• THE REQUEST
Copy out every record below with complete accuracy.

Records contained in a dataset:
----

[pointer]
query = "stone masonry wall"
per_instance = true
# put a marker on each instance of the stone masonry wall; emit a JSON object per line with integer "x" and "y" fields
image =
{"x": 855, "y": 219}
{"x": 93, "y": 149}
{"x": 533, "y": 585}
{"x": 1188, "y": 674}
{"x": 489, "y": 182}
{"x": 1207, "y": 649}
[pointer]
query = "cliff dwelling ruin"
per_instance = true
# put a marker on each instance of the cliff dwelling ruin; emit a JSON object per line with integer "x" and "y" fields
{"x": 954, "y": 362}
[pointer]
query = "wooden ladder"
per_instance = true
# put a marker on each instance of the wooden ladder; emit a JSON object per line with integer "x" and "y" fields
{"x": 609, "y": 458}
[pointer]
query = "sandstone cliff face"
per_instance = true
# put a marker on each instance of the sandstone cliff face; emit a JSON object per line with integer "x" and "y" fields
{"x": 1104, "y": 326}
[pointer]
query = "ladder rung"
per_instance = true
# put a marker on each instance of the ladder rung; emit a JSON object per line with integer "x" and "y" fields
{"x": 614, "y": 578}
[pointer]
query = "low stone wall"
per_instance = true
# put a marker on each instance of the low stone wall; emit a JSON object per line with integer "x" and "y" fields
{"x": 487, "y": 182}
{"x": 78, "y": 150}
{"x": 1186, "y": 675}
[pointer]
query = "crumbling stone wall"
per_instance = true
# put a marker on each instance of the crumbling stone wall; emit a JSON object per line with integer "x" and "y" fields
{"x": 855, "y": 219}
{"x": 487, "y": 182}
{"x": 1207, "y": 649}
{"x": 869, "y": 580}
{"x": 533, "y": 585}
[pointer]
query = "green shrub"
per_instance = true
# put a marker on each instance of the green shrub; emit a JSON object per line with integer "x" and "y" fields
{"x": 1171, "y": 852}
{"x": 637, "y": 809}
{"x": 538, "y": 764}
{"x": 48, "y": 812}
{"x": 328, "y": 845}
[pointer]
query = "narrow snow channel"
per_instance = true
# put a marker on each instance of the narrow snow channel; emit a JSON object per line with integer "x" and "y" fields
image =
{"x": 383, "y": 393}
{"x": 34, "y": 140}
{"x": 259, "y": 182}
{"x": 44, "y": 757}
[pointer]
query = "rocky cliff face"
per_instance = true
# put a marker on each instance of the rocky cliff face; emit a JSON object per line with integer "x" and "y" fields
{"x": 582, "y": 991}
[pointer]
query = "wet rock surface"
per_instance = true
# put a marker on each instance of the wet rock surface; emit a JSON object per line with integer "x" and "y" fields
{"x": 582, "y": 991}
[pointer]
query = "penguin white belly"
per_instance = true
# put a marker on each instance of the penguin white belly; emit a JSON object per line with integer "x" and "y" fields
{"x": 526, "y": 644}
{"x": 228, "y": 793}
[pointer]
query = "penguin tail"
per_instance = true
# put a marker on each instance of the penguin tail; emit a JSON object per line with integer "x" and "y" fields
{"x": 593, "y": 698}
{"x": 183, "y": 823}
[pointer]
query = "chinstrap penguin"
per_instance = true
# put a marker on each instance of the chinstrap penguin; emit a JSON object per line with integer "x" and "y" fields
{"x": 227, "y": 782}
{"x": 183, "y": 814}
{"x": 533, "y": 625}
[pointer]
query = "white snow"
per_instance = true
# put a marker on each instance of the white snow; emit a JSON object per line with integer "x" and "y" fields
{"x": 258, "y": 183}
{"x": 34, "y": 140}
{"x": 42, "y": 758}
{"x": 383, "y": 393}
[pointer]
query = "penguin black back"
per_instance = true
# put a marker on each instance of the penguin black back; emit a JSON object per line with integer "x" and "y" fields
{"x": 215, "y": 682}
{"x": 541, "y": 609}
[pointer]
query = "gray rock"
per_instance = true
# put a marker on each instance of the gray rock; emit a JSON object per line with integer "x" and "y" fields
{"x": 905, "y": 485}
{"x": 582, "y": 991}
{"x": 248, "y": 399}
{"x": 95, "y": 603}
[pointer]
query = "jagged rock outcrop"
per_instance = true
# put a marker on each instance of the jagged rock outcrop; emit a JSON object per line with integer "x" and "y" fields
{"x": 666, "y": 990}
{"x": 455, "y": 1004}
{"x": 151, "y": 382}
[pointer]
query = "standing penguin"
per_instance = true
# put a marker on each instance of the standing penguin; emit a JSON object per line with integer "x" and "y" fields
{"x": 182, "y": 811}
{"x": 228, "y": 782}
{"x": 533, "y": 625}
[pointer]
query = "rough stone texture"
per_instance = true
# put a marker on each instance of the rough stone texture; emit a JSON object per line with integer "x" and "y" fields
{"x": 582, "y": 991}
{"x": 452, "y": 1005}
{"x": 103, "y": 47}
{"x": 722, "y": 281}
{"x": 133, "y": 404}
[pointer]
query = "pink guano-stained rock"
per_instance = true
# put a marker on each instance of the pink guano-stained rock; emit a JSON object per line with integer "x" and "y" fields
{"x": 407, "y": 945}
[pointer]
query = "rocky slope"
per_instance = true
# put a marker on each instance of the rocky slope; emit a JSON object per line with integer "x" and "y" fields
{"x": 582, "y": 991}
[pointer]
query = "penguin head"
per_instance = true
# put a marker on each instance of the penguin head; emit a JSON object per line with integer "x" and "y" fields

----

• THE OUTPUT
[pointer]
query = "stone masonry wall"
per_instance = true
# put a marker on each instance of the stone masonry wall; emit a JSON object per line with integer "x" and "y" fields
image =
{"x": 855, "y": 219}
{"x": 93, "y": 149}
{"x": 533, "y": 585}
{"x": 1188, "y": 674}
{"x": 489, "y": 182}
{"x": 1207, "y": 649}
[pointer]
query = "cliff dwelling ruin"
per_instance = true
# put a marker on each instance of the cliff dwelling ruin; emit a JSON object per line with integer "x" and "y" fields
{"x": 954, "y": 362}
[pointer]
query = "wooden ladder"
per_instance = true
# put a marker on each instance of the wooden ladder; emit a JSON object per line with integer "x" and "y" fields
{"x": 609, "y": 458}
[pointer]
query = "sandstone cliff face"
per_instance = true
# put a marker on each instance of the sandstone cliff face; emit a JSON object per line with integer "x" and "y" fields
{"x": 1104, "y": 326}
[pointer]
query = "ladder rung"
per_instance = true
# put a marker on each instance of the ladder rung; emit a JSON object per line with integer "x" and "y" fields
{"x": 614, "y": 578}
[pointer]
query = "low stone wall"
per_instance = true
# put a marker on each instance of the low stone wall; emit a JSON object per line with integer "x" and "y" fields
{"x": 487, "y": 182}
{"x": 78, "y": 150}
{"x": 1186, "y": 675}
[pointer]
query = "crumbling stone wall"
per_instance = true
# put a marker on each instance of the crumbling stone wall; emit a JSON object per line with integer "x" and "y" fields
{"x": 855, "y": 219}
{"x": 487, "y": 182}
{"x": 1207, "y": 649}
{"x": 869, "y": 580}
{"x": 533, "y": 585}
[pointer]
query = "green shrub"
per_instance = true
# put a marker on each instance of the green shrub; emit a JSON object per line with integer "x" and "y" fields
{"x": 1171, "y": 852}
{"x": 637, "y": 809}
{"x": 538, "y": 764}
{"x": 48, "y": 812}
{"x": 328, "y": 845}
[pointer]
query = "narrow snow channel"
per_instance = true
# put a marker on each instance of the narrow snow channel; emit a JSON object per line with integer "x" and "y" fields
image =
{"x": 383, "y": 393}
{"x": 34, "y": 140}
{"x": 259, "y": 182}
{"x": 44, "y": 757}
[pointer]
query = "rocky cliff face"
per_instance = true
# put a marker on each instance of the rocky cliff face; emit a JSON object per line with integer "x" and "y" fields
{"x": 582, "y": 991}
[pointer]
query = "wet rock surface"
per_instance = true
# put a marker on each instance of the wet rock surface; emit a JSON object per line with integer "x" and "y" fields
{"x": 582, "y": 991}
[pointer]
query = "penguin white belly"
per_instance = true
# put a marker on each instance of the penguin white belly; emit a JSON object per line with integer "x" and "y" fields
{"x": 526, "y": 644}
{"x": 228, "y": 793}
[pointer]
query = "penguin tail"
per_instance = true
# put a marker on each instance of the penguin tail; emit a JSON object per line with integer "x" and "y" fields
{"x": 593, "y": 698}
{"x": 183, "y": 823}
[pointer]
query = "chinstrap penguin"
per_instance = true
# put a marker on each instance of the chinstrap penguin; emit a JSON object per line with integer "x" and "y" fields
{"x": 227, "y": 782}
{"x": 183, "y": 814}
{"x": 533, "y": 625}
[pointer]
query = "white snow"
per_instance = true
# put a marker on each instance of the white snow; emit a JSON object per line with integer "x" and "y" fields
{"x": 258, "y": 183}
{"x": 34, "y": 140}
{"x": 42, "y": 758}
{"x": 383, "y": 393}
[pointer]
query = "penguin black back"
per_instance = true
# put a marker on each instance of the penguin black back; emit a JSON object per line with integer "x" and "y" fields
{"x": 215, "y": 682}
{"x": 541, "y": 609}
[pointer]
query = "gray rock"
per_instance = true
# put a marker on each instance of the gray rock; emit a JSON object per line with integer "x" and "y" fields
{"x": 905, "y": 485}
{"x": 582, "y": 991}
{"x": 248, "y": 399}
{"x": 95, "y": 603}
[pointer]
query = "jagged rock outcrop"
per_instance = true
# put a marker on each instance of the jagged rock outcrop; emit a JSON object per line with integer "x" and "y" fields
{"x": 666, "y": 990}
{"x": 455, "y": 1004}
{"x": 151, "y": 382}
[pointer]
query = "standing penguin"
per_instance = true
# put a marker on each instance of the standing penguin; emit a JSON object per line with integer "x" and "y" fields
{"x": 182, "y": 811}
{"x": 228, "y": 782}
{"x": 533, "y": 625}
[pointer]
query = "rough stone texture"
per_instance = true
# put a marker on each instance of the rough stone texture; emit a JSON object per line with integer "x" and "y" fields
{"x": 582, "y": 991}
{"x": 452, "y": 1005}
{"x": 103, "y": 47}
{"x": 722, "y": 281}
{"x": 133, "y": 404}
[pointer]
query = "pink guano-stained rock"
per_instance = true
# put a marker on each instance of the pink guano-stained rock; emit a JSON object per line with integer "x" and "y" fields
{"x": 407, "y": 945}
[pointer]
query = "rocky slope"
per_instance = true
# put a marker on each instance of the rocky slope; emit a JSON object per line with integer "x" and "y" fields
{"x": 582, "y": 991}
[pointer]
query = "penguin head"
per_instance = true
# put a marker on each instance of the penguin head; emit a JSON object per line with integer "x" and "y" fields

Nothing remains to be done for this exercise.